### 出題 A
『時空旅行者の砂時計』の感想文について、次の問いに答えなさい。
(i) 作品に盛り込まれたガジェットとして挙げられているものは何か。
(ii) 筆者が完全に解けたと書いているのは何か。
(iii) 一つ目の事件のからくりが解けると、犯人は誰と誰と誰に絞られるか。
### 出題 B
『時空旅行者の砂時計』の感想文を、最後の文の後から書き継ぎなさい。

### 文書の一節

+++

⑨時空旅行者の砂時計 方丈貴恵
*ネタバレです。
タイムトラベル×ミステリの特殊設定でありながら、呪われた一族、孤立した館、密室、見立殺人とミステリ好きにはたまらないガジェットがふんだんに盛り込まれている。
こういうベタな設定大好き!!
変化球もいいけれど、これぞミステリの系譜というべきベタベタな設定が本当に愛おしいし、それを書いている作者にも親しみを感じる。
さらに読者への挑戦付きだったので、久々にメモをとりながら本気で挑戦!
その結果は・・・
一つ目の事件と密室の謎は完全に解けた!!
いやあ、中々健闘したのではないでしょうか。探偵にはなれなかったがワトソン君としては有能なほうではなかろうか。
事件を一つずつ振り返りましょう👇
●一つ目の事件(究一、光奇殺し)
ワトソンとしては有能などと自称しておいて言うのも何だが、正直一つ目の事件はかなりイージーだと思う。
背丈の似た二人の人間のバラバラ死体、膝や肘下で切られた不自然な手足、意図的にかけられたシャンプー、何着も用意された同じデザインの洋服などなど。
死体の入れ替わりを指すキーがあちこちに散らばっている。
この事件のからくりが解けると、犯人は月恵、雨宮、幻二の三人まで絞られるが、この時点で最も怪しいのは雨宮だろう。

+++

### 保存記録
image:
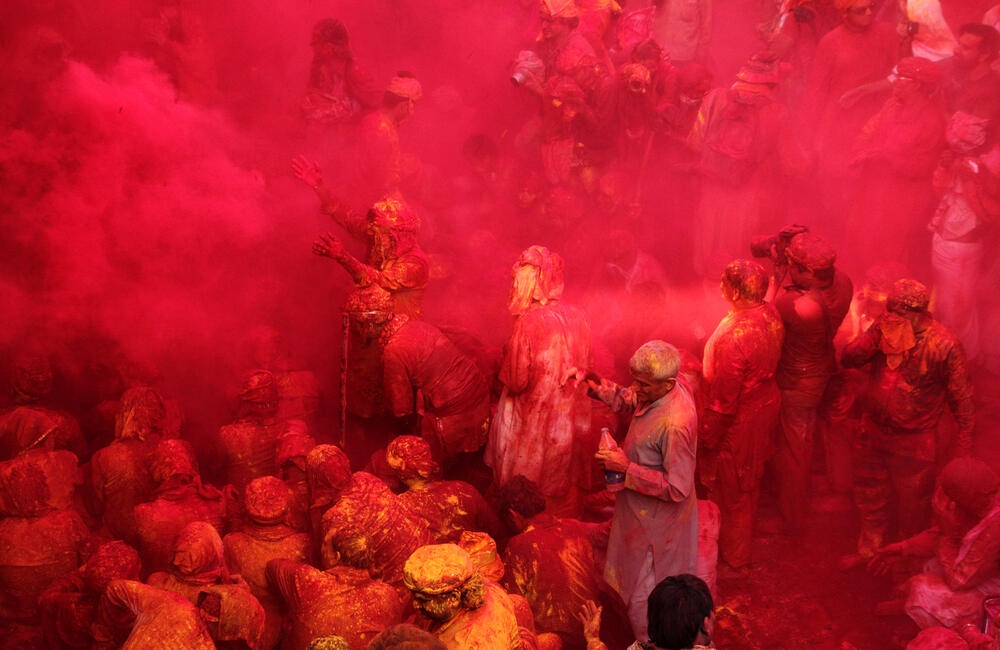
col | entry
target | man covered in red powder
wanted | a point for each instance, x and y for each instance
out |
(426, 378)
(248, 445)
(339, 90)
(541, 425)
(179, 499)
(742, 401)
(448, 507)
(895, 157)
(38, 543)
(394, 260)
(860, 51)
(964, 543)
(69, 604)
(30, 423)
(550, 562)
(811, 308)
(120, 472)
(371, 528)
(156, 619)
(265, 537)
(917, 366)
(465, 611)
(341, 600)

+++

### 解答 A
(i) 呪われた一族、孤立した館、密室、見立殺人である。
(ii) 一つ目の事件と密室の謎である。
(iii) 月恵、雨宮、幻二の三人である。

### 解答 B
というのも、犯人と屋外で待ち合わせしていた究一が夕食後すぐ(7時頃)屋敷を出ていることから、常識的に考えて、犯人と究一の待ち合わせ時間は7時半くらいまでの間と考えるのが普通だろう。
その場合、究一の約一時間も後に外出している幻二は犯人とは考えにくい。
次に、月恵が犯人と仮定する場合。彼女は究一が外出した直後に屋敷を出ているので、時間的には最も怪しい。しかし、逆に早すぎるのだ。娯楽室に人が集まる前に外へ出たため、外出時の彼女の姿は誰にも目撃されていない。
ところで犯人は、娯楽室にいた人たちに「帰宅時、彼(彼女)は手ぶらだった」ということを証言してもらう必要があった。
大事なのは帰宅時であって、外出時に手ぶらであったか否かは問題ではないのだが、推理がどう転ぶか分からない以上、犯人の心理的にはやはり外出時も手ぶらだったとアピールしておきたいものだろう。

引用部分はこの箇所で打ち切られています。